**EXCERPT PROVIDED**
┌──

There are various methods of transport in India ranging from suicidal to suicidal.

1. Walking
2. Motorbike
3. Rickshaw (auto or bike)
4. Car
5. Taxi (distinct from private cars as the drivers seem to have death wishes)
6. Government bus
7. Private Bus (deluxe or semi-deluxe)
8. Volvo (coach)
9. Train

Walking is perhaps the most hazardous transport medium if you’re near a road and the one least undertaken by middle class Indians. There are no such things as pedestrian crossings, sure they are painted on the road but if you are to use one you’d be painted on the road, then painted around by the traffic police. I recently had to cross a busy road and after waiting several minutes for a break in the traffic I almost went back to ask the soothsayer when the next break in traffic would be.

Auto Rickshaws are fantastic concept, most of the time when you want to use a taxi you only need two seats or maybe three so why waste money dragging around additional seats and a boot when it’s not necessary. So the rickshaw is the answer, a three wheeled yellow and black bird cage powered by a lawnmower engine. They can be very scary depending on the driver you have managed to flag down and negotiate either the activation of the meter or a charge you’re both happy with. Rickshaw drivers basically hurl their vehicle through every gap in the traffic they can find. I’m sure several times I’ve been in one that’s somehow managed to occupy another vehicles space time somehow without having an accident.

└──

**PROVIDED RECORDS**
┌──

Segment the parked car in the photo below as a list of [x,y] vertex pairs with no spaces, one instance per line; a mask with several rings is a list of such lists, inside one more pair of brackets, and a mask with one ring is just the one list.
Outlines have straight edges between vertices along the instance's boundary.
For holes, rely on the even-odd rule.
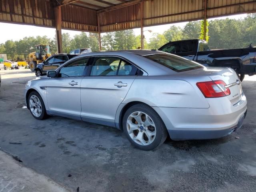
[[218,138],[242,125],[246,98],[231,68],[154,50],[81,54],[26,86],[36,119],[59,115],[116,127],[143,150]]
[[90,53],[92,50],[90,48],[84,48],[83,49],[76,49],[72,50],[69,53],[70,54],[80,54],[81,53]]
[[56,69],[68,60],[76,56],[77,55],[62,54],[53,55],[37,65],[35,69],[36,76],[40,77],[46,75],[47,71]]
[[205,66],[230,67],[242,81],[244,75],[256,74],[256,48],[210,50],[207,42],[200,39],[174,41],[158,49],[175,54]]

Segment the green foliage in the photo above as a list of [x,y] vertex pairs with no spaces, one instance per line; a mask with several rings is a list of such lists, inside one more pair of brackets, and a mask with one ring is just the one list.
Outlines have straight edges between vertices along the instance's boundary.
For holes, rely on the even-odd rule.
[[180,27],[173,25],[164,32],[163,35],[168,41],[181,40],[182,39],[182,29]]
[[[205,34],[205,40],[208,42],[209,40],[209,36],[208,35],[208,34],[209,32],[209,23],[208,22],[208,21],[207,20],[206,20],[206,34]],[[200,33],[200,35],[199,35],[199,39],[204,39],[204,22],[203,20],[201,21],[201,32]]]
[[5,52],[5,48],[4,48],[4,44],[1,43],[0,44],[0,54],[3,53]]
[[16,50],[16,44],[12,40],[8,40],[4,45],[5,52],[9,57],[14,59]]
[[[212,49],[245,48],[252,42],[256,44],[256,13],[248,14],[243,19],[216,19],[206,22],[206,40]],[[157,49],[168,41],[203,38],[203,21],[188,22],[184,27],[175,26],[164,32],[163,34],[154,34],[148,42],[144,39],[145,49]],[[128,30],[102,34],[103,50],[136,49],[141,46],[140,35],[136,36],[133,30]],[[9,59],[18,56],[26,58],[35,51],[35,45],[52,45],[52,54],[57,52],[56,38],[46,36],[25,37],[18,41],[7,41],[0,45],[0,53],[6,54]],[[82,32],[74,37],[68,33],[62,34],[63,52],[68,53],[79,48],[99,50],[98,34]]]
[[198,38],[201,32],[200,27],[200,21],[188,22],[182,30],[182,39]]
[[159,33],[154,33],[153,37],[149,40],[148,48],[149,49],[158,49],[161,46],[168,42],[165,36]]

└──

**WHAT THIS TASK INVOLVES**
Copy everything in the text about transport in India from "8. Volvo (coach)" down to "traffic would be.". Draw only on the text about transport in India.

**EXPECTED ANSWER**
8. Volvo (coach)
9. Train

Walking is perhaps the most hazardous transport medium if you’re near a road and the one least undertaken by middle class Indians. There are no such things as pedestrian crossings, sure they are painted on the road but if you are to use one you’d be painted on the road, then painted around by the traffic police. I recently had to cross a busy road and after waiting several minutes for a break in the traffic I almost went back to ask the soothsayer when the next break in traffic would be.